CHALLENGE: Include in the output the line containing "Where can the vertical" and each subsequent line of the records, through the end, transcribed exactly. Add nothing else.

▬▬▬

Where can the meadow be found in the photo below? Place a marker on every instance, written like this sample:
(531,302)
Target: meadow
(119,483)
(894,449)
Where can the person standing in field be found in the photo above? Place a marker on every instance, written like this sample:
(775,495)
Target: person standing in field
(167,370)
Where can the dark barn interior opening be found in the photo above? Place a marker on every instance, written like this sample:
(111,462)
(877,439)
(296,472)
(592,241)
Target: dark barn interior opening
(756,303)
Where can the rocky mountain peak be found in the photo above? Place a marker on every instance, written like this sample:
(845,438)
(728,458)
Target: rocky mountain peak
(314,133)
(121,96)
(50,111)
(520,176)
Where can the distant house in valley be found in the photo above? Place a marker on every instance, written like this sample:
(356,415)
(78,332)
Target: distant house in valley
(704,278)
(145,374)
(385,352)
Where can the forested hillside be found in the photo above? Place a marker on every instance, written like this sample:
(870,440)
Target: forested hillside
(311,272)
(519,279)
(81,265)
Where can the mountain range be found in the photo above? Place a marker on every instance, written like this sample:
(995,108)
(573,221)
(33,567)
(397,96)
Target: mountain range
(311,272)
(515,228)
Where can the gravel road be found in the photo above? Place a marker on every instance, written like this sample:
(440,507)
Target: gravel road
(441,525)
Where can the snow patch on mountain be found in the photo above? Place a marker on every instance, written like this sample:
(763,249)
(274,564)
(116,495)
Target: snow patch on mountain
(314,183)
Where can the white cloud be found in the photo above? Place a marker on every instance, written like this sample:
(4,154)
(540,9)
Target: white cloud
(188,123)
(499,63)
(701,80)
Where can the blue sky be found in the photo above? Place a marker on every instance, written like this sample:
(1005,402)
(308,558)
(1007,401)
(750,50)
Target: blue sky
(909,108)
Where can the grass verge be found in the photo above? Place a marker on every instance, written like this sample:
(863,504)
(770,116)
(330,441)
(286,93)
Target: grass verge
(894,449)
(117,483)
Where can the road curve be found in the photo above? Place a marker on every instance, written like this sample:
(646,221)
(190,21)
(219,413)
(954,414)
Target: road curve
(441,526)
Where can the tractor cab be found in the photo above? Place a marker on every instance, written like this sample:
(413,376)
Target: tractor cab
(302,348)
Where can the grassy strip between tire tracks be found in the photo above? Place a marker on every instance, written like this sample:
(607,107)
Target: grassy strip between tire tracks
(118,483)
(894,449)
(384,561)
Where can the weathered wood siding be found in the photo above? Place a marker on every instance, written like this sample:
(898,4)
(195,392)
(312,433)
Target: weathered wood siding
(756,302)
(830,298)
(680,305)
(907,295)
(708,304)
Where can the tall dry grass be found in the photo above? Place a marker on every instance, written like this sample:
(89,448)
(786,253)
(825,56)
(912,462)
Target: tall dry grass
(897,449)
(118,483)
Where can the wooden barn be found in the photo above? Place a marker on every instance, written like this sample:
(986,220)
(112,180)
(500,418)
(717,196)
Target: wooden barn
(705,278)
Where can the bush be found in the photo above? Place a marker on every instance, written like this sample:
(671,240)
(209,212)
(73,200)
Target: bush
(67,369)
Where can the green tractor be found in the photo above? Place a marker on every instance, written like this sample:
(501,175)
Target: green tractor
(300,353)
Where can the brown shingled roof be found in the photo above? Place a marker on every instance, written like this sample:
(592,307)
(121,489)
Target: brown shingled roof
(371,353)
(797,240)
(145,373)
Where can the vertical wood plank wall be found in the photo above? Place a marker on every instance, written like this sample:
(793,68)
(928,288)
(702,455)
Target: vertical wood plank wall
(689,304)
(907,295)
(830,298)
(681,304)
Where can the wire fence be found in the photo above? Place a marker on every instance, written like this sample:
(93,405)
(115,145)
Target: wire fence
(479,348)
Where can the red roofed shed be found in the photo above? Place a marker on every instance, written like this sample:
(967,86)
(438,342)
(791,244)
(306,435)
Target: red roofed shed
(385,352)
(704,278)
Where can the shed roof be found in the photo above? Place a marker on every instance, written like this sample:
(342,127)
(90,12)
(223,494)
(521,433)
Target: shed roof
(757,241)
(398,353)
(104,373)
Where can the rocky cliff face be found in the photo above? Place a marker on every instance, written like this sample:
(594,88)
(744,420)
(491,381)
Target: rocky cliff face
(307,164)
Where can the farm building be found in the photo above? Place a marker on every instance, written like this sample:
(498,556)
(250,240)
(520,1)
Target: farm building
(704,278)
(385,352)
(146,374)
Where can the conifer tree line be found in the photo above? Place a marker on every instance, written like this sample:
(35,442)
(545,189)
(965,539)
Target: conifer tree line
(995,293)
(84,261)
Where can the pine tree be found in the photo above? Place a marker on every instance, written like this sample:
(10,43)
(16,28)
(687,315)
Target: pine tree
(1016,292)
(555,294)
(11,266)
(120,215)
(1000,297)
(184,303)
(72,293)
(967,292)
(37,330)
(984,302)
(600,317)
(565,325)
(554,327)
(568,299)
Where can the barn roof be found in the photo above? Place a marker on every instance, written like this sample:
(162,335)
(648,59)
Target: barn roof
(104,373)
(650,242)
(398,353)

▬▬▬

ANSWER TO THIS TASK:
Where can the vertical wood plank wall be found in the photo above? Place a marker on every instance, written like this sample:
(793,68)
(928,288)
(702,455)
Target: vertical wood plank wall
(689,304)
(907,295)
(830,298)
(681,304)
Where can the wire fence be found in the photo above? Place a marker on every instance, written like this sample:
(93,405)
(115,145)
Target: wire fence
(479,348)
Where can the red roofed shed be found in the photo above? Place a marker on every instance, written like this sample:
(967,86)
(438,342)
(791,244)
(306,435)
Target: red roofed shed
(385,352)
(704,278)
Where can the shed roof be found in the photo above? Place a marker on every instance, written like this sample:
(342,127)
(90,12)
(223,494)
(521,433)
Target: shed roof
(757,241)
(398,353)
(104,373)
Where can the rocky cliff face be found in the photo above? Place a marker on every instance, written like this sample:
(594,88)
(744,420)
(491,381)
Target: rocky cliff face
(307,164)
Where can the farm building be found in the photo above? Place a marker on every instance, written like this sample:
(498,556)
(250,240)
(520,1)
Target: farm building
(704,278)
(385,352)
(146,374)
Where can the conifer tree line be found in the photo above? Place a marker on every instance, written like this sample:
(35,442)
(545,189)
(965,539)
Target: conifer tree line
(995,293)
(84,261)
Where can the pine tree be found in the photo above? Place a marker on every instance, written like this sample:
(10,43)
(16,28)
(687,315)
Target: pine tree
(1016,292)
(555,294)
(11,266)
(120,215)
(1000,297)
(184,303)
(72,293)
(967,292)
(37,330)
(984,302)
(600,317)
(565,325)
(554,327)
(568,299)
Where can the barn roof be found in the photo above? Place a marker on every instance, written like this sample:
(162,335)
(648,59)
Target: barn roof
(104,373)
(650,242)
(398,353)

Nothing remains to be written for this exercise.